-- BEGIN --

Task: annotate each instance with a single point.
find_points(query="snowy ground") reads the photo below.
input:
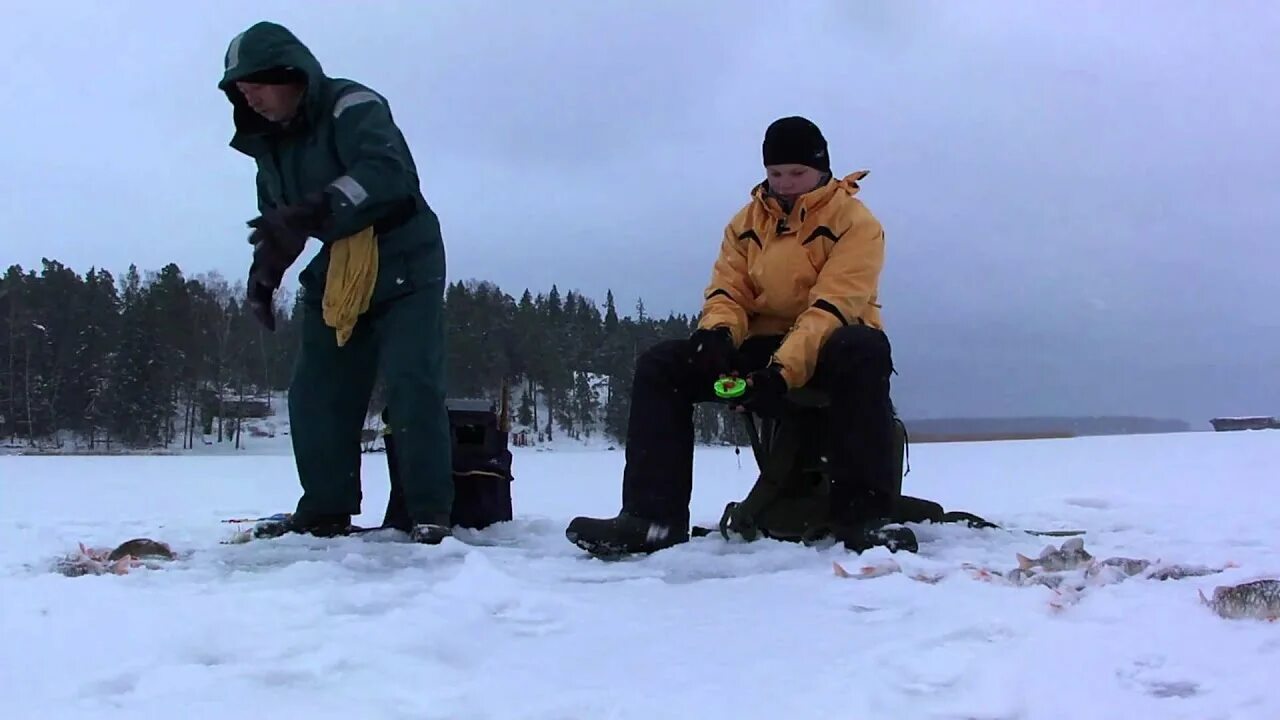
(525, 628)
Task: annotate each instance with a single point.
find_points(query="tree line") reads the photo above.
(161, 359)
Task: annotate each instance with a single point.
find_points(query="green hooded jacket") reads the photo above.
(344, 142)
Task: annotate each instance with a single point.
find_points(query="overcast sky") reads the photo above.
(1082, 200)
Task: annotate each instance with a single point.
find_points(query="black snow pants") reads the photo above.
(853, 368)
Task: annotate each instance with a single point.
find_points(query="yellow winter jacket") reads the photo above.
(801, 273)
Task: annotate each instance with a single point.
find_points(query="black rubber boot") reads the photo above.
(624, 534)
(433, 532)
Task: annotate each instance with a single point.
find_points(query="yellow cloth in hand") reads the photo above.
(350, 282)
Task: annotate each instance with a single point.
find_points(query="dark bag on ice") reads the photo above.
(790, 497)
(481, 469)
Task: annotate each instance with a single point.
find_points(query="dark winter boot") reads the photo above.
(432, 532)
(863, 524)
(324, 525)
(624, 534)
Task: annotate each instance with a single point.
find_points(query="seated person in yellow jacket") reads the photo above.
(792, 301)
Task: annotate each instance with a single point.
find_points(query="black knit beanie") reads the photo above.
(795, 140)
(277, 76)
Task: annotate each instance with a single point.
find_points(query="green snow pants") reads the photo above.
(401, 337)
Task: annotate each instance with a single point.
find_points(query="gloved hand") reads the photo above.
(286, 229)
(260, 291)
(260, 299)
(713, 351)
(766, 392)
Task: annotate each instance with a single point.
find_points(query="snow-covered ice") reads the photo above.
(515, 623)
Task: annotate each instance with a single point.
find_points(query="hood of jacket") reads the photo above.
(265, 46)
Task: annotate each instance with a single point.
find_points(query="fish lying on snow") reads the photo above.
(114, 561)
(1257, 600)
(1069, 556)
(1070, 570)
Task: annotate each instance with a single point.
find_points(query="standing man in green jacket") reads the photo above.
(330, 165)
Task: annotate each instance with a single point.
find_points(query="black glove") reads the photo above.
(766, 392)
(260, 302)
(264, 277)
(713, 351)
(284, 231)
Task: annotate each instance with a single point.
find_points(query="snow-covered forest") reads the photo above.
(158, 358)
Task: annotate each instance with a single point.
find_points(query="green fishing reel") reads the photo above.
(730, 387)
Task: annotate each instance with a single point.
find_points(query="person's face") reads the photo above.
(277, 103)
(791, 181)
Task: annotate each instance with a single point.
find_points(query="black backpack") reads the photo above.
(481, 468)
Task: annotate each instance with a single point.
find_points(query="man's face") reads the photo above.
(277, 103)
(792, 180)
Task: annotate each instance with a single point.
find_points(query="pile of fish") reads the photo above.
(113, 561)
(1070, 570)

-- END --

> [WHAT YOU NEED TO DO] Copy out all of the items above word for word, leaving out the pictures.

> [EXPECTED OUTPUT]
Task: annotate each instance with a single point.
find_points(query="snowy ground") reads the photo below.
input:
(525, 628)
Task: annotate each instance with a single point.
find_points(query="tree line") reads the photo above.
(161, 359)
Task: annotate each instance with a single point.
find_points(query="green hooded jacket") reads the photo above.
(344, 142)
Task: annotate each instance with a single point.
find_points(query="overcast sky") reads the photo above.
(1082, 200)
Task: annotate each instance with a single point.
find_points(query="black snow pants") reads the photo above.
(853, 368)
Task: annotate each instance with a single point.
find_points(query="yellow winter jacket") reads the photo above.
(801, 273)
Task: annotate each instance with a single point.
find_points(query="black rubber boot") reads the photo above.
(624, 534)
(433, 532)
Task: annotate each instance with a single point.
find_points(query="yellow cloth in hand") reads the photo above.
(350, 282)
Task: annotate each instance with a single point.
find_points(query="dark bag on ice") reads the photo above.
(790, 497)
(481, 469)
Task: annotate each instance with a single point.
find_points(query="dark winter boot") reads the photo above.
(432, 532)
(863, 524)
(324, 525)
(624, 534)
Task: annotate each instance with a single point.
find_points(query="seated person in yellow jacket") reads the photo above.
(792, 301)
Task: annotate each instance with a single point.
find_points(query="black knit beanie") reads the photo above.
(795, 140)
(277, 76)
Task: annotate each instance with a single point.
find_points(query="green snow pants") reads the photo above.
(401, 337)
Task: annotate each instance with a single point.
find_points(query="gloved hand") reads the photo above.
(286, 229)
(260, 291)
(260, 299)
(713, 351)
(766, 392)
Task: annotate each instance with a single point.
find_points(query="snow-covered ice") reads the photo above.
(515, 623)
Task: annotate each instance with a single point.
find_points(query="hood of jacket") reads the photo above.
(265, 46)
Task: annotate each instance with a single point.
find_points(query="fish lying on snow") reads the photo above.
(114, 561)
(1257, 600)
(1069, 556)
(1070, 570)
Task: annotate each instance with a single point.
find_points(query="standing man in green jacket") reads the photo above.
(330, 165)
Task: annotate each instance with a single point.
find_points(query="black glove") reads the photo above.
(766, 392)
(260, 302)
(264, 277)
(713, 351)
(284, 231)
Task: annotate each instance with a single point.
find_points(query="snow-covered forest") reads the photo above.
(158, 358)
Task: annotate each instance with a single point.
find_points(query="green fishing reel") reads the photo above.
(730, 387)
Task: annotate each instance with a single point.
find_points(query="person's face") reads the photo above.
(277, 103)
(791, 181)
Task: annotate each instance with a single point.
find_points(query="black backpack") reads the photo above.
(481, 468)
Task: annotate each instance with a single point.
find_points(query="man's face") reads the photo above.
(277, 103)
(792, 180)
Task: annotate each instance with a single point.
find_points(query="pile of fish") reads the photo above.
(113, 561)
(1070, 570)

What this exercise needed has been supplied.